Copy the data below word for word, keeping every line and its order unchanged.

[begin Supplied data]

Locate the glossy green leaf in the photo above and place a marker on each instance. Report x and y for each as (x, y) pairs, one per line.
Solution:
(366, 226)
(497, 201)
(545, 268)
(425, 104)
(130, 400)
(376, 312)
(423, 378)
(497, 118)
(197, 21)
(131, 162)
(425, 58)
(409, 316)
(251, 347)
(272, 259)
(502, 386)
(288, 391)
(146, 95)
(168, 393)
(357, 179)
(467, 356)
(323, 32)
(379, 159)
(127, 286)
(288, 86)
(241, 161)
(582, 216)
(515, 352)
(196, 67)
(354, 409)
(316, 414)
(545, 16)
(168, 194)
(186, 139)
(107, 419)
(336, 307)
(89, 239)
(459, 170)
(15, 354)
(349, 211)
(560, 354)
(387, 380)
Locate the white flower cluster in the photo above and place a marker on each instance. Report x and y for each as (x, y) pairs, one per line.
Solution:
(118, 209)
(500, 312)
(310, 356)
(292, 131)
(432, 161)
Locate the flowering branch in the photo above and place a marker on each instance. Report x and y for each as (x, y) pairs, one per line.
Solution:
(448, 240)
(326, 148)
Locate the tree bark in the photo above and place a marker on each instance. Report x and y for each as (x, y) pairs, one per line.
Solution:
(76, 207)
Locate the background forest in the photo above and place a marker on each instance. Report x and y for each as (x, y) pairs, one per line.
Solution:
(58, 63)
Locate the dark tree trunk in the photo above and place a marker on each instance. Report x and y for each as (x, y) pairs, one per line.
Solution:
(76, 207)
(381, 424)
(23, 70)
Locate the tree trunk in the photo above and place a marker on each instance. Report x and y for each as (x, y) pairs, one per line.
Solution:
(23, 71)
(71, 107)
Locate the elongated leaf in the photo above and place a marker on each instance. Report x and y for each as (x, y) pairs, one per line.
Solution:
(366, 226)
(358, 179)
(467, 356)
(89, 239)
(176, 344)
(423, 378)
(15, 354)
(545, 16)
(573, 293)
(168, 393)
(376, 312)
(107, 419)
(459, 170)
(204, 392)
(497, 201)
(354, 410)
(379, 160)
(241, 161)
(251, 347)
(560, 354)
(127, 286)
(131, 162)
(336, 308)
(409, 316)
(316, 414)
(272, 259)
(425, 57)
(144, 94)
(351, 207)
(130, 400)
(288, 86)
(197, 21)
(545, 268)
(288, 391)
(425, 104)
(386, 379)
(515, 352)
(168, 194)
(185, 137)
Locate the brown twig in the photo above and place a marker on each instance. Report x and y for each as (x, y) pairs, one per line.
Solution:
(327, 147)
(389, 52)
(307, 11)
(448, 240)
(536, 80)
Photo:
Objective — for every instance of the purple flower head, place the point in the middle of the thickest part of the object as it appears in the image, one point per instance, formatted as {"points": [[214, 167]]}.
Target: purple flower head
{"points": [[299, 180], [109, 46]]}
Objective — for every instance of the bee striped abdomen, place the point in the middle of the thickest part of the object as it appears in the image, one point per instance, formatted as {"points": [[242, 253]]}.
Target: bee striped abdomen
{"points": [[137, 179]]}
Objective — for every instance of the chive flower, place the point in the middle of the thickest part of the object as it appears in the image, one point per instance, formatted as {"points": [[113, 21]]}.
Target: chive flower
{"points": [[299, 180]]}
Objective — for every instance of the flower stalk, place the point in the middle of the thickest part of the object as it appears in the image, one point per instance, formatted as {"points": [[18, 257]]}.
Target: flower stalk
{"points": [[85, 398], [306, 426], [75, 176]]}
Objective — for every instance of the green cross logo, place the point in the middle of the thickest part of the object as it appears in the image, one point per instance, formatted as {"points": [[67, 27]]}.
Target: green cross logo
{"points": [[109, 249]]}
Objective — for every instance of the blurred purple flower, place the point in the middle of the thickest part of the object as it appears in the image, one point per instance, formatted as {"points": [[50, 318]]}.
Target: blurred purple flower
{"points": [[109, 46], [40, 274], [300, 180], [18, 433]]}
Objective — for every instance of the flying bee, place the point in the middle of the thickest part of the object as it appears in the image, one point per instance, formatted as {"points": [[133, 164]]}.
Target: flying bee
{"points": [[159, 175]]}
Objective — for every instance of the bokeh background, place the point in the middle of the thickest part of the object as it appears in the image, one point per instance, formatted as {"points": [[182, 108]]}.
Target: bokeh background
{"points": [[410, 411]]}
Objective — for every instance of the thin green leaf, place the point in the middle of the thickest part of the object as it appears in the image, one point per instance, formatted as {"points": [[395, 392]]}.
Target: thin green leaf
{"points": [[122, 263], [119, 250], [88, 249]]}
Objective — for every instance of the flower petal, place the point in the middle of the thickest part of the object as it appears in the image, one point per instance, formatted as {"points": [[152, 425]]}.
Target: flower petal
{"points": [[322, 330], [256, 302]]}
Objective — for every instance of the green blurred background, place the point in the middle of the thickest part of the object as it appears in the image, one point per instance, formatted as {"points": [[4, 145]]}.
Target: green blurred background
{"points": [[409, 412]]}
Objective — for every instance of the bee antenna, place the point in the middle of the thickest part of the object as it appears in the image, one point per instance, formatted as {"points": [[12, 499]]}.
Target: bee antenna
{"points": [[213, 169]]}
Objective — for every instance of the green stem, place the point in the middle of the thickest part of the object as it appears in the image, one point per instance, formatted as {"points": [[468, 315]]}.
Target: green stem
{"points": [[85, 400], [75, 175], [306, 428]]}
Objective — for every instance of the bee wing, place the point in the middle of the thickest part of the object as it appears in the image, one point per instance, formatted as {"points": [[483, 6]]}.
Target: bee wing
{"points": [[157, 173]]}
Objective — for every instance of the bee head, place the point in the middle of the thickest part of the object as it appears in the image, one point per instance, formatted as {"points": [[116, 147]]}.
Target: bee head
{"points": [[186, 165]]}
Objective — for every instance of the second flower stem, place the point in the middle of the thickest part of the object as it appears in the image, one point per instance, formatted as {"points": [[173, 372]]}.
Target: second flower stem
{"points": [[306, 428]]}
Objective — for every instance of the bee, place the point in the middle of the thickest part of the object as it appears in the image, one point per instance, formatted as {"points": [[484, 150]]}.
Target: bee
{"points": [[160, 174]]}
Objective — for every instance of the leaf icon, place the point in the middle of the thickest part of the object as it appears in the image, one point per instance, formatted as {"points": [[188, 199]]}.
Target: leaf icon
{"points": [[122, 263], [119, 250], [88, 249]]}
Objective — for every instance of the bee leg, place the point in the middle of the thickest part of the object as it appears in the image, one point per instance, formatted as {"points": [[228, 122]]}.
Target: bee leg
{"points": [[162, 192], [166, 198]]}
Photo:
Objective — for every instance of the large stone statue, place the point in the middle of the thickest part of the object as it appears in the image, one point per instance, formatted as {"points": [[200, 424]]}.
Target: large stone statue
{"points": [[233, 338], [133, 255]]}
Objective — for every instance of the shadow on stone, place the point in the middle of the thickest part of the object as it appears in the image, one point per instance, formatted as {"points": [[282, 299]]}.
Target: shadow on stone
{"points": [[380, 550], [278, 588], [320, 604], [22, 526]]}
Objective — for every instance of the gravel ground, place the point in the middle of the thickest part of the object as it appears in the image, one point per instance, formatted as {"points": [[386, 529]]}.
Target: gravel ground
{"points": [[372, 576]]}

[end Supplied data]

_Result of the task:_
Locate the glossy green leaf in the photo above and place a marker on each instance. Report x and y for each as (x, y) pairs, one per line.
Solution:
(366, 226)
(497, 201)
(545, 268)
(425, 104)
(130, 400)
(376, 312)
(423, 378)
(497, 118)
(197, 21)
(131, 162)
(425, 58)
(409, 316)
(251, 347)
(272, 259)
(502, 386)
(288, 391)
(146, 95)
(168, 393)
(357, 179)
(467, 356)
(323, 32)
(379, 159)
(127, 286)
(288, 86)
(241, 161)
(582, 216)
(515, 352)
(196, 67)
(354, 409)
(316, 414)
(545, 16)
(168, 194)
(186, 139)
(107, 419)
(336, 307)
(89, 239)
(459, 170)
(15, 354)
(349, 211)
(560, 354)
(387, 380)
Locate the white flower cluster in the photo above and place a marker on each instance. Report x and y for each as (x, y) pairs, one per line.
Solution:
(118, 209)
(500, 312)
(310, 356)
(292, 131)
(432, 161)
Locate the flowering branch in the photo above and place a marker on each instance. Report x and y for each as (x, y) pairs, one per line.
Solution:
(448, 240)
(326, 148)
Locate the tree bark in the photo above and place a marker on each instance. Report x and y for each as (x, y) pairs, one per line.
Solution:
(76, 207)
Locate the background forest in the photo above and place a marker on each instance. Report x and y for each as (x, y) pairs, one per line.
Solution:
(58, 63)
Locate the dark tree trunk in the photo above and place a marker on each instance. Report x and y for each as (x, y) pairs, one per line.
Solution:
(76, 207)
(381, 424)
(23, 70)
Locate the tree trunk in the photo above and place a marker on each instance. Report x and y for each as (x, y) pairs, one per line.
Solution:
(23, 71)
(71, 107)
Locate the elongated leaf in the photo above and place a marker on each instance. Report x and y for each as (x, y) pairs, one per line.
Solution:
(366, 226)
(358, 179)
(467, 356)
(89, 239)
(176, 344)
(423, 378)
(15, 354)
(545, 16)
(573, 293)
(168, 393)
(376, 312)
(107, 419)
(459, 170)
(204, 392)
(497, 201)
(354, 410)
(379, 160)
(241, 161)
(251, 347)
(560, 354)
(127, 286)
(131, 162)
(336, 308)
(409, 316)
(316, 414)
(272, 259)
(425, 57)
(144, 94)
(351, 207)
(130, 400)
(288, 86)
(197, 21)
(545, 268)
(288, 391)
(425, 104)
(386, 379)
(515, 352)
(168, 194)
(185, 137)
Locate the brown twig in the photo above and place a marker on each instance. Report x and y for each as (x, y) pairs, one per line.
Solution:
(327, 147)
(389, 52)
(307, 11)
(448, 240)
(536, 80)
Photo:
Objective — for every instance of the purple flower head, place the point in the middle of the thickest part of the object as it appears in the image, one point per instance, formatted as {"points": [[214, 167]]}.
Target: purple flower head
{"points": [[299, 180], [109, 46]]}
Objective — for every instance of the bee striped abdomen, place the point in the middle of the thickest part of the object as it appears in the image, one point per instance, formatted as {"points": [[242, 253]]}.
Target: bee striped abdomen
{"points": [[137, 179]]}
Objective — for every instance of the chive flower, place the point in the middle of the thickest part of the object as it appears in the image, one point per instance, formatted as {"points": [[113, 21]]}.
Target: chive flower
{"points": [[299, 180]]}
Objective — for every instance of the flower stalk, place the point in the middle of the thickest part of the object as it appears in the image, one point per instance, formatted as {"points": [[18, 257]]}.
Target: flower stalk
{"points": [[85, 398], [306, 426], [75, 176]]}
Objective — for every instance of the green cross logo, place the point in the middle of the thickest part of the object as it appears in the image, one point per instance, formatted as {"points": [[67, 27]]}.
Target: green cross logo
{"points": [[109, 249]]}
Objective — for every instance of the blurred purple flower, place the point in the middle of the thickest part of the object as it appears in the image, one point per instance, formatted as {"points": [[50, 318]]}.
Target: blurred purple flower
{"points": [[109, 46], [40, 274], [300, 180], [18, 433]]}
Objective — for every instance of the flying bee, place the point in the middle of the thickest part of the object as it appears in the image, one point per instance, formatted as {"points": [[133, 164]]}.
Target: flying bee
{"points": [[159, 175]]}
Objective — for every instance of the bokeh background, place the point in the middle of the thickest part of the object as it appears in the image, one point per instance, formatted as {"points": [[182, 108]]}.
Target: bokeh background
{"points": [[410, 411]]}
Objective — for every instance of the thin green leaf, place the point in the middle of the thickest part of the object as it appears in the image, one point per instance, formatted as {"points": [[395, 392]]}.
Target: thin green leaf
{"points": [[122, 263], [119, 250], [88, 249]]}
Objective — for every instance of the flower petal, place the point in the middle of the thickest part of the object as it appears in the image, one point per instance, formatted as {"points": [[152, 425]]}.
Target: flower petal
{"points": [[322, 330], [256, 302]]}
Objective — for every instance of the green blurred background, place the point in the middle of the thickest part of the object as it appears in the image, one point per instance, formatted as {"points": [[4, 145]]}.
Target: green blurred background
{"points": [[409, 412]]}
Objective — for every instance of the bee antenna, place the point in the middle of the thickest part of the object as it appears in the image, one point per instance, formatted as {"points": [[12, 499]]}.
Target: bee antenna
{"points": [[213, 169]]}
Objective — for every instance of the green stem, place the point in the middle of the thickest part of the object as it appears in the image, one point per instance, formatted as {"points": [[468, 315]]}.
Target: green stem
{"points": [[85, 400], [75, 175], [306, 428]]}
Objective — for every instance of the bee wing, place the point in the middle of the thickest part of the object as it appears in the image, one point per instance, formatted as {"points": [[483, 6]]}.
Target: bee wing
{"points": [[157, 173]]}
Objective — for every instance of the bee head, place the point in the middle of the thickest part of the object as it appears in the image, one point per instance, formatted as {"points": [[116, 147]]}.
Target: bee head
{"points": [[186, 165]]}
Objective — for every instance of the second flower stem, place the point in the middle of the thickest part of the object as it appears in the image, one point per instance, formatted as {"points": [[173, 372]]}.
Target: second flower stem
{"points": [[306, 428]]}
Objective — for every instance of the bee, place the point in the middle of the thickest part of the object as it appears in the image, one point per instance, formatted as {"points": [[484, 150]]}.
Target: bee
{"points": [[160, 174]]}
Objective — for every instance of the leaf icon, place the point in the middle of the thickest part of the object as it appears in the image, one point per instance, formatted as {"points": [[188, 199]]}.
Target: leaf icon
{"points": [[122, 263], [119, 250], [88, 249]]}
Objective — for every instance of the bee leg, place the point in the middle of the thickest part of the object as it appears in the image, one point per instance, formatted as {"points": [[228, 122]]}.
Target: bee leg
{"points": [[162, 192], [166, 198]]}
Photo:
Objective — for every instance of the large stone statue, place the point in the middle of the thickest part of the object as it appears in the image, one point per instance, formatted as {"points": [[200, 424]]}.
Target: large stone statue
{"points": [[233, 338], [133, 255]]}
Objective — for every instance of the shadow on stone, place the point in the middle of the thickest part of the object as it appears in the image, one point per instance, formatted as {"points": [[282, 299]]}.
Target: shadow on stone
{"points": [[380, 550], [278, 588], [320, 604], [22, 526]]}
Objective — for every instance of the gravel ground, place the point in the middle of the thickest part of the object as it appears in the image, one point per instance, formatted as {"points": [[386, 529]]}.
Target: gravel ground
{"points": [[372, 576]]}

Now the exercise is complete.